Exercise input:
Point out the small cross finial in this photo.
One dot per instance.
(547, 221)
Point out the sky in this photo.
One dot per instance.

Challenge:
Can you render the listing above as a JSON list of strings, with one string for each line and blank lines left out?

Worked answer:
[
  "Point out the small cross finial in this photo.",
  "One dot per instance.",
  "(547, 221)",
  "Point out the sky in this photo.",
  "One dot per instance."
]